[Testo citato]

----------

Un articolo comparso qualche giorno fa su Le Monde... e tradotto da Barbara Primo per Promiseland.it
Quando metteremo uno stop alla devastazione dell'industria della carne? L'iper-consumazione aumenta il rischio di fame e degrada il clima.
Spiacente di mostrarmi brutale, ma succede che certi incontri ufficiali, per non dire universali, siano delle vere e proprie fesserie. È probabilmente il destino che spetta al summit mondiale sulla sicurezza alimentare, che ha luogo a Roma dal 16 al 18 novembre. L'organizzazione per l'alimentazione e l'agricoltura (FAO), potenza organizzatrice, manterrà la sua posizione. La fame è una vergogna, il mondo è mal organizzato, bisogna assolutamente reagire.

----------

[Materiale fornito]
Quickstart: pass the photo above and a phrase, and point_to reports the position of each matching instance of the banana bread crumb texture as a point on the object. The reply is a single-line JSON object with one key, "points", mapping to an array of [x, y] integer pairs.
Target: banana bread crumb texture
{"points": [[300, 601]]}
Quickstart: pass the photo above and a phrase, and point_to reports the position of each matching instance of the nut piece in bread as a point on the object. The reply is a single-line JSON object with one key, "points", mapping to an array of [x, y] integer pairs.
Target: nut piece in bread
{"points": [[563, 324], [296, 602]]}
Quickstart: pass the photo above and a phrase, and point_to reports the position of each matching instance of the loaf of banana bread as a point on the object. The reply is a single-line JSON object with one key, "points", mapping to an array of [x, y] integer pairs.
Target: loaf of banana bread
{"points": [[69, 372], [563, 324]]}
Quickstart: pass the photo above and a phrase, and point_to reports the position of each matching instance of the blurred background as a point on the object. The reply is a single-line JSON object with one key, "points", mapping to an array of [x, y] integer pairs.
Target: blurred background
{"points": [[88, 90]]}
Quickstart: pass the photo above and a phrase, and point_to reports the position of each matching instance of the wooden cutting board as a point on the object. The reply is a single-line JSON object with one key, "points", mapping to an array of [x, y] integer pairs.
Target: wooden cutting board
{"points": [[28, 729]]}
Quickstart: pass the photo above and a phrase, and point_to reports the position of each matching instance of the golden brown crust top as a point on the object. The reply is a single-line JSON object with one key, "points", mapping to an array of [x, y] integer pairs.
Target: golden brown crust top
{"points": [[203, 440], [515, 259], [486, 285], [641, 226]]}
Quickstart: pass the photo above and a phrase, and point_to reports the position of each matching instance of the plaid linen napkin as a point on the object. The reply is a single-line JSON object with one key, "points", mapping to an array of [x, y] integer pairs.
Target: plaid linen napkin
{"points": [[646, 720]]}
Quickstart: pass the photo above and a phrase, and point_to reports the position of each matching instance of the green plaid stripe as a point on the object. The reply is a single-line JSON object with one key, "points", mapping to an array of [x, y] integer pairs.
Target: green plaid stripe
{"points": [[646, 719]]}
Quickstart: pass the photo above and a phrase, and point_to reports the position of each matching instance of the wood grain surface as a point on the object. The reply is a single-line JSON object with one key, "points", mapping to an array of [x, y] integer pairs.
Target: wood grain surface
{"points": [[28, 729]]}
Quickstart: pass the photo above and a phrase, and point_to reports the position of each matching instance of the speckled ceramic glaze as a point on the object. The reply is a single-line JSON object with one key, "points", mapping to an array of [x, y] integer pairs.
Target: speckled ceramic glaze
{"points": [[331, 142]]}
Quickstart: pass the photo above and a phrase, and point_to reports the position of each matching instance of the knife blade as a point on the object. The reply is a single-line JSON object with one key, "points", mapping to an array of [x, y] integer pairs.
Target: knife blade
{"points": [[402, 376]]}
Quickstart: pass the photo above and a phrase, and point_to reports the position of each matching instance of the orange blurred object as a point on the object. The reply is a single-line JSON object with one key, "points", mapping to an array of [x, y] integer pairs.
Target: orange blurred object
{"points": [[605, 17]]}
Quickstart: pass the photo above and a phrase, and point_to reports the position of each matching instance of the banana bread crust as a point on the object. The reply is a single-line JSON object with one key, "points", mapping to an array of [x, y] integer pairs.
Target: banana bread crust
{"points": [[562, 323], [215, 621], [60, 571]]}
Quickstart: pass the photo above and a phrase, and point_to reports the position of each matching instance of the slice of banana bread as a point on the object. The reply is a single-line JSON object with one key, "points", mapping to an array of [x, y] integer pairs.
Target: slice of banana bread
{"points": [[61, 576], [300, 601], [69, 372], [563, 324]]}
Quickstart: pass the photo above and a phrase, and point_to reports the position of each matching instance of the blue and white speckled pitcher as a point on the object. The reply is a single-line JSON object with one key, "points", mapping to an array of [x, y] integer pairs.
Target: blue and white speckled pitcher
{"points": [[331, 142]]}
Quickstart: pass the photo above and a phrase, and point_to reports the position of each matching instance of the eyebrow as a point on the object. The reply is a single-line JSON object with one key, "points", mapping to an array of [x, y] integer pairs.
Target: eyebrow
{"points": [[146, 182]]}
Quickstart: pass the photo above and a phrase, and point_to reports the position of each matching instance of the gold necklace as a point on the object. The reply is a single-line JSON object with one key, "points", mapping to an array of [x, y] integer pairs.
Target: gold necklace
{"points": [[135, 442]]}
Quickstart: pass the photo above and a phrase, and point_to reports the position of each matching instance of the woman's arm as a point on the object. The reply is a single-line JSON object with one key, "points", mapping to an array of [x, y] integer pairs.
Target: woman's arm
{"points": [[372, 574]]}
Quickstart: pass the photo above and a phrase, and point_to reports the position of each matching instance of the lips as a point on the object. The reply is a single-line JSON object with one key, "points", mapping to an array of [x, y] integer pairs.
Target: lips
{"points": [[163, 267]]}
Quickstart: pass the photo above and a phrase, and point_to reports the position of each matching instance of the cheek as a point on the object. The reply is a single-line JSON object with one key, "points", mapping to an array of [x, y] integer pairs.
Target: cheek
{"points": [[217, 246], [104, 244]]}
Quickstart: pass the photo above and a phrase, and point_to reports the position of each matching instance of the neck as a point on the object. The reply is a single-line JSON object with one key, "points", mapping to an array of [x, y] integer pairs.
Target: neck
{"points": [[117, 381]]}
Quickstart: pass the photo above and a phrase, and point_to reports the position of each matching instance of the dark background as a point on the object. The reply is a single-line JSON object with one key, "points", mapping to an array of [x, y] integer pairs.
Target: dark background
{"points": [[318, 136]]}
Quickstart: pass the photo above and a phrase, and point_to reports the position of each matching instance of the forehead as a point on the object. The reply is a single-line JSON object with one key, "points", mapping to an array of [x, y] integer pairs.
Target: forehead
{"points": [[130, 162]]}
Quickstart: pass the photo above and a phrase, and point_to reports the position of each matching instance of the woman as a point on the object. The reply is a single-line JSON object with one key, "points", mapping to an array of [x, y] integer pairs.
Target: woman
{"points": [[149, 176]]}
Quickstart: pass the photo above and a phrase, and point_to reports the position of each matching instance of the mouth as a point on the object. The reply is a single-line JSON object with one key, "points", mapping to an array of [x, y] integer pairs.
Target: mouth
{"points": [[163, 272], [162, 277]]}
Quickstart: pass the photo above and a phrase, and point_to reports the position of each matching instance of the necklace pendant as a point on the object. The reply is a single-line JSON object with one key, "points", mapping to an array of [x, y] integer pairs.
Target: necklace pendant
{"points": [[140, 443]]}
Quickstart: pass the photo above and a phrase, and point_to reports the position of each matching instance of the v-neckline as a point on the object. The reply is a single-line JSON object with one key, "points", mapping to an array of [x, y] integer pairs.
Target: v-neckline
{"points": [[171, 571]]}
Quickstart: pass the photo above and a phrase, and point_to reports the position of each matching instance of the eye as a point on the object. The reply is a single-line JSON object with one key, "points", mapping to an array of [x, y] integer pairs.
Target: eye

----------

[Obiettivo del compito]
Per favore, stabilisci se ciascuna affermazione concorda con il testo citato, rispondendo sì o no e riportando tra virgolette le parole decisive del testo.
1. Il summit mondiale sulla sicurezza alimentare si tiene a Roma.
2. L'articolo è stato tradotto per Le Monde.
3. L'iper-consumazione riduce il rischio di fame.

[Risultato dell'esercizio]
1. Sì: "che ha luogo a Roma dal 16 al 18 novembre"
2. No: "tradotto da Barbara Primo per Promiseland.it"
3. No: "L'iper-consumazione aumenta il rischio di fame"